Lots of good stuff there, and if I would have had the extra cash I would have bought the Norfolk Southern in the Operation Lifesaver paint scheme, but that can wait. I also wanted to buy a small diesel switcher, but that can wait as well. 

The Thomas the Train kids ride was cool but it would have been nice to see them take the kids around two times at least...but not complaining- overall a good show. 

I have so much information now that I think my head exploded. 

Good weekend.


----------



## cabledawg (Nov 30, 2010)

Yeah I agree about the Thomas ride 

Were you looking at the HO scale NS loco? I almost bought that one, but I dont have any NS stuff. I know a few folks on here love NS and someone was looking for Lifesaver themed locos/cars. We were really just looking for building kits but my wife couldnt justify $30+ on a plastic building, despite some were being sold for way less than retail or online.

Entries for labeling bounding boxes:
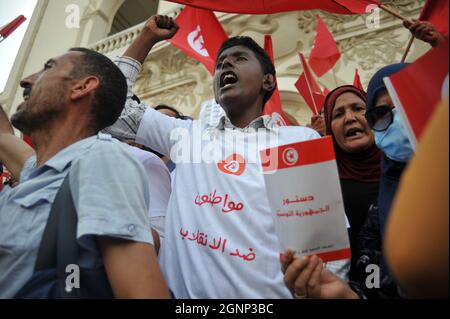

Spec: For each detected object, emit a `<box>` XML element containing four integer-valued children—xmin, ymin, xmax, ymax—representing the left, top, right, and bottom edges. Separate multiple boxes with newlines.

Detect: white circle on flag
<box><xmin>283</xmin><ymin>148</ymin><xmax>298</xmax><ymax>166</ymax></box>
<box><xmin>187</xmin><ymin>26</ymin><xmax>209</xmax><ymax>57</ymax></box>
<box><xmin>271</xmin><ymin>112</ymin><xmax>286</xmax><ymax>126</ymax></box>
<box><xmin>225</xmin><ymin>161</ymin><xmax>241</xmax><ymax>173</ymax></box>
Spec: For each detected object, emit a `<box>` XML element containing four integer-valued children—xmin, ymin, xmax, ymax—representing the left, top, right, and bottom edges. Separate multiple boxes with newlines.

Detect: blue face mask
<box><xmin>374</xmin><ymin>109</ymin><xmax>414</xmax><ymax>163</ymax></box>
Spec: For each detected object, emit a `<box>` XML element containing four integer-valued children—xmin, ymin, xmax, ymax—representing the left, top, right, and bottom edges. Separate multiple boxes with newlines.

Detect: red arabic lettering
<box><xmin>276</xmin><ymin>205</ymin><xmax>330</xmax><ymax>217</ymax></box>
<box><xmin>194</xmin><ymin>190</ymin><xmax>244</xmax><ymax>214</ymax></box>
<box><xmin>283</xmin><ymin>195</ymin><xmax>314</xmax><ymax>205</ymax></box>
<box><xmin>180</xmin><ymin>228</ymin><xmax>256</xmax><ymax>261</ymax></box>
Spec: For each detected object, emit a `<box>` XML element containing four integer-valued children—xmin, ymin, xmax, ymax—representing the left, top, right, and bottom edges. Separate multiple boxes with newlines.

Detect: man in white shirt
<box><xmin>106</xmin><ymin>16</ymin><xmax>320</xmax><ymax>298</ymax></box>
<box><xmin>127</xmin><ymin>145</ymin><xmax>172</xmax><ymax>252</ymax></box>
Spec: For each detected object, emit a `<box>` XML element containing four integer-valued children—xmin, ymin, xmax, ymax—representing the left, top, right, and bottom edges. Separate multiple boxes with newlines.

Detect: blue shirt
<box><xmin>0</xmin><ymin>133</ymin><xmax>153</xmax><ymax>298</ymax></box>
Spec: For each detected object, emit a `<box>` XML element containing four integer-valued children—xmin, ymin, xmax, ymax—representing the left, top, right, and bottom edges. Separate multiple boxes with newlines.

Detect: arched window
<box><xmin>108</xmin><ymin>0</ymin><xmax>159</xmax><ymax>36</ymax></box>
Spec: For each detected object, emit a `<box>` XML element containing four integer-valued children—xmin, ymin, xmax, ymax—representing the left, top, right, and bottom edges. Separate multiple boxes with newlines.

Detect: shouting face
<box><xmin>214</xmin><ymin>45</ymin><xmax>275</xmax><ymax>115</ymax></box>
<box><xmin>331</xmin><ymin>92</ymin><xmax>374</xmax><ymax>153</ymax></box>
<box><xmin>11</xmin><ymin>52</ymin><xmax>80</xmax><ymax>134</ymax></box>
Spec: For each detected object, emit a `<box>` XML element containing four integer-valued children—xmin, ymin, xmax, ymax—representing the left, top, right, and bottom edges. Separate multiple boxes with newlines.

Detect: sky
<box><xmin>0</xmin><ymin>0</ymin><xmax>37</xmax><ymax>93</ymax></box>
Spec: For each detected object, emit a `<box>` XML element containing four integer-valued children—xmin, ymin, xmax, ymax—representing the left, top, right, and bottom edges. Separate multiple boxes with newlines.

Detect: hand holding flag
<box><xmin>169</xmin><ymin>7</ymin><xmax>228</xmax><ymax>74</ymax></box>
<box><xmin>263</xmin><ymin>35</ymin><xmax>292</xmax><ymax>126</ymax></box>
<box><xmin>0</xmin><ymin>15</ymin><xmax>26</xmax><ymax>42</ymax></box>
<box><xmin>295</xmin><ymin>53</ymin><xmax>325</xmax><ymax>114</ymax></box>
<box><xmin>353</xmin><ymin>69</ymin><xmax>364</xmax><ymax>91</ymax></box>
<box><xmin>308</xmin><ymin>15</ymin><xmax>341</xmax><ymax>77</ymax></box>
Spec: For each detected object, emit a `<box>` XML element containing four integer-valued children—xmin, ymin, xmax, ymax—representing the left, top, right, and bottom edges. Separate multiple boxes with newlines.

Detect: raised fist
<box><xmin>403</xmin><ymin>20</ymin><xmax>445</xmax><ymax>47</ymax></box>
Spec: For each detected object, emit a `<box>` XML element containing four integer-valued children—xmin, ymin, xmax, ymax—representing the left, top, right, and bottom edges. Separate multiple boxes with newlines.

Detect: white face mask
<box><xmin>374</xmin><ymin>109</ymin><xmax>414</xmax><ymax>163</ymax></box>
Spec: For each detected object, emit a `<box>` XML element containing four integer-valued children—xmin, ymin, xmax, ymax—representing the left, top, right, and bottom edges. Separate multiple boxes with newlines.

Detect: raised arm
<box><xmin>0</xmin><ymin>105</ymin><xmax>34</xmax><ymax>180</ymax></box>
<box><xmin>123</xmin><ymin>15</ymin><xmax>179</xmax><ymax>64</ymax></box>
<box><xmin>403</xmin><ymin>20</ymin><xmax>445</xmax><ymax>47</ymax></box>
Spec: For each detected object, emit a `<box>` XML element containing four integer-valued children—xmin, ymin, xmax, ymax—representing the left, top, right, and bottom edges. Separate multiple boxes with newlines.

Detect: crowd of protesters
<box><xmin>0</xmin><ymin>16</ymin><xmax>448</xmax><ymax>299</ymax></box>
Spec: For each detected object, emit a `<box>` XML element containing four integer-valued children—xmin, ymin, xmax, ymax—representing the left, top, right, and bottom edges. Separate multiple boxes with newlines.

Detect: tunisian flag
<box><xmin>353</xmin><ymin>69</ymin><xmax>364</xmax><ymax>91</ymax></box>
<box><xmin>0</xmin><ymin>15</ymin><xmax>26</xmax><ymax>42</ymax></box>
<box><xmin>384</xmin><ymin>39</ymin><xmax>449</xmax><ymax>146</ymax></box>
<box><xmin>168</xmin><ymin>0</ymin><xmax>380</xmax><ymax>14</ymax></box>
<box><xmin>419</xmin><ymin>0</ymin><xmax>448</xmax><ymax>36</ymax></box>
<box><xmin>295</xmin><ymin>53</ymin><xmax>325</xmax><ymax>114</ymax></box>
<box><xmin>263</xmin><ymin>35</ymin><xmax>291</xmax><ymax>126</ymax></box>
<box><xmin>309</xmin><ymin>15</ymin><xmax>341</xmax><ymax>77</ymax></box>
<box><xmin>169</xmin><ymin>7</ymin><xmax>228</xmax><ymax>74</ymax></box>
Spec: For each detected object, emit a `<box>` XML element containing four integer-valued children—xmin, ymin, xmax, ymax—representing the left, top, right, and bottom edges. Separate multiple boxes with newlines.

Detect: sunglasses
<box><xmin>365</xmin><ymin>105</ymin><xmax>395</xmax><ymax>132</ymax></box>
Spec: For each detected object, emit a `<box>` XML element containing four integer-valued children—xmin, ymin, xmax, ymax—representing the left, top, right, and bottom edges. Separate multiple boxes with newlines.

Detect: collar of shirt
<box><xmin>216</xmin><ymin>115</ymin><xmax>279</xmax><ymax>133</ymax></box>
<box><xmin>20</xmin><ymin>133</ymin><xmax>112</xmax><ymax>182</ymax></box>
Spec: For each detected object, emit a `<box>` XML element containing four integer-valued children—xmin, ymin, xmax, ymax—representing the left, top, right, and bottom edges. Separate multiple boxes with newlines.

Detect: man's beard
<box><xmin>11</xmin><ymin>101</ymin><xmax>63</xmax><ymax>135</ymax></box>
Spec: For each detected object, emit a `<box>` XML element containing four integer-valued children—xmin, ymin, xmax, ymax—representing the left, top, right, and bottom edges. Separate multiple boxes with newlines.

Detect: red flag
<box><xmin>309</xmin><ymin>15</ymin><xmax>341</xmax><ymax>77</ymax></box>
<box><xmin>419</xmin><ymin>0</ymin><xmax>448</xmax><ymax>36</ymax></box>
<box><xmin>168</xmin><ymin>0</ymin><xmax>380</xmax><ymax>14</ymax></box>
<box><xmin>169</xmin><ymin>7</ymin><xmax>228</xmax><ymax>74</ymax></box>
<box><xmin>384</xmin><ymin>39</ymin><xmax>449</xmax><ymax>146</ymax></box>
<box><xmin>295</xmin><ymin>53</ymin><xmax>325</xmax><ymax>114</ymax></box>
<box><xmin>353</xmin><ymin>69</ymin><xmax>364</xmax><ymax>91</ymax></box>
<box><xmin>0</xmin><ymin>15</ymin><xmax>26</xmax><ymax>41</ymax></box>
<box><xmin>263</xmin><ymin>35</ymin><xmax>292</xmax><ymax>126</ymax></box>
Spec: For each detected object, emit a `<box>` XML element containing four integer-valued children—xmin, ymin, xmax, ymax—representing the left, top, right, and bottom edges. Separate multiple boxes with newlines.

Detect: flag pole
<box><xmin>379</xmin><ymin>4</ymin><xmax>413</xmax><ymax>23</ymax></box>
<box><xmin>300</xmin><ymin>55</ymin><xmax>319</xmax><ymax>115</ymax></box>
<box><xmin>332</xmin><ymin>69</ymin><xmax>339</xmax><ymax>87</ymax></box>
<box><xmin>402</xmin><ymin>36</ymin><xmax>414</xmax><ymax>63</ymax></box>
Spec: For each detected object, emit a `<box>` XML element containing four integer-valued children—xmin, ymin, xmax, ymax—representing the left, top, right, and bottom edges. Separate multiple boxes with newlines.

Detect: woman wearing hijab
<box><xmin>324</xmin><ymin>85</ymin><xmax>382</xmax><ymax>279</ymax></box>
<box><xmin>281</xmin><ymin>64</ymin><xmax>413</xmax><ymax>299</ymax></box>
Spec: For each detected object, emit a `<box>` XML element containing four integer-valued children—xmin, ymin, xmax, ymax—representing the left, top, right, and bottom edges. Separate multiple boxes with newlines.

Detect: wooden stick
<box><xmin>380</xmin><ymin>4</ymin><xmax>413</xmax><ymax>23</ymax></box>
<box><xmin>333</xmin><ymin>69</ymin><xmax>338</xmax><ymax>87</ymax></box>
<box><xmin>402</xmin><ymin>36</ymin><xmax>414</xmax><ymax>63</ymax></box>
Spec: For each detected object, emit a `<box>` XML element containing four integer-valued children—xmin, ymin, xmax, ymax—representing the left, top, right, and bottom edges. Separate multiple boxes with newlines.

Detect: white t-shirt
<box><xmin>127</xmin><ymin>145</ymin><xmax>172</xmax><ymax>238</ymax></box>
<box><xmin>136</xmin><ymin>109</ymin><xmax>320</xmax><ymax>298</ymax></box>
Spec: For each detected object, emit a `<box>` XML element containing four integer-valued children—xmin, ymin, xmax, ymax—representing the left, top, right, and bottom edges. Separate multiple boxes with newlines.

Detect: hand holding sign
<box><xmin>261</xmin><ymin>137</ymin><xmax>351</xmax><ymax>262</ymax></box>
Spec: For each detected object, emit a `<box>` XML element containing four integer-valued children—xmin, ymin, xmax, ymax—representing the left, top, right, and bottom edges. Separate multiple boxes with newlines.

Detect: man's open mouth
<box><xmin>220</xmin><ymin>71</ymin><xmax>238</xmax><ymax>89</ymax></box>
<box><xmin>345</xmin><ymin>127</ymin><xmax>364</xmax><ymax>137</ymax></box>
<box><xmin>22</xmin><ymin>88</ymin><xmax>31</xmax><ymax>101</ymax></box>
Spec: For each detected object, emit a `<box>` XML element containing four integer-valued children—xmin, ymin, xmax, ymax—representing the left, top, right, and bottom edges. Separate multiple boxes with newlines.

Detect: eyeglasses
<box><xmin>366</xmin><ymin>105</ymin><xmax>395</xmax><ymax>132</ymax></box>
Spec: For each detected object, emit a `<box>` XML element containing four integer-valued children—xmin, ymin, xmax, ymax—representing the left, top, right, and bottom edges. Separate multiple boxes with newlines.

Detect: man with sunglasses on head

* **Task brief**:
Can you quote the train show thread in full, word for word? None of the entries are needed here.

* **Written answer**:
Lots of good stuff there, and if I would have had the extra cash I would have bought the Norfolk Southern in the Operation Lifesaver paint scheme, but that can wait. I also wanted to buy a small diesel switcher, but that can wait as well. 

The Thomas the Train kids ride was cool but it would have been nice to see them take the kids around two times at least...but not complaining- overall a good show. 

I have so much information now that I think my head exploded. 

Good weekend.


----------



## cabledawg (Nov 30, 2010)

Yeah I agree about the Thomas ride 

Were you looking at the HO scale NS loco? I almost bought that one, but I dont have any NS stuff. I know a few folks on here love NS and someone was looking for Lifesaver themed locos/cars. We were really just looking for building kits but my wife couldnt justify $30+ on a plastic building, despite some were being sold for way less than retail or online.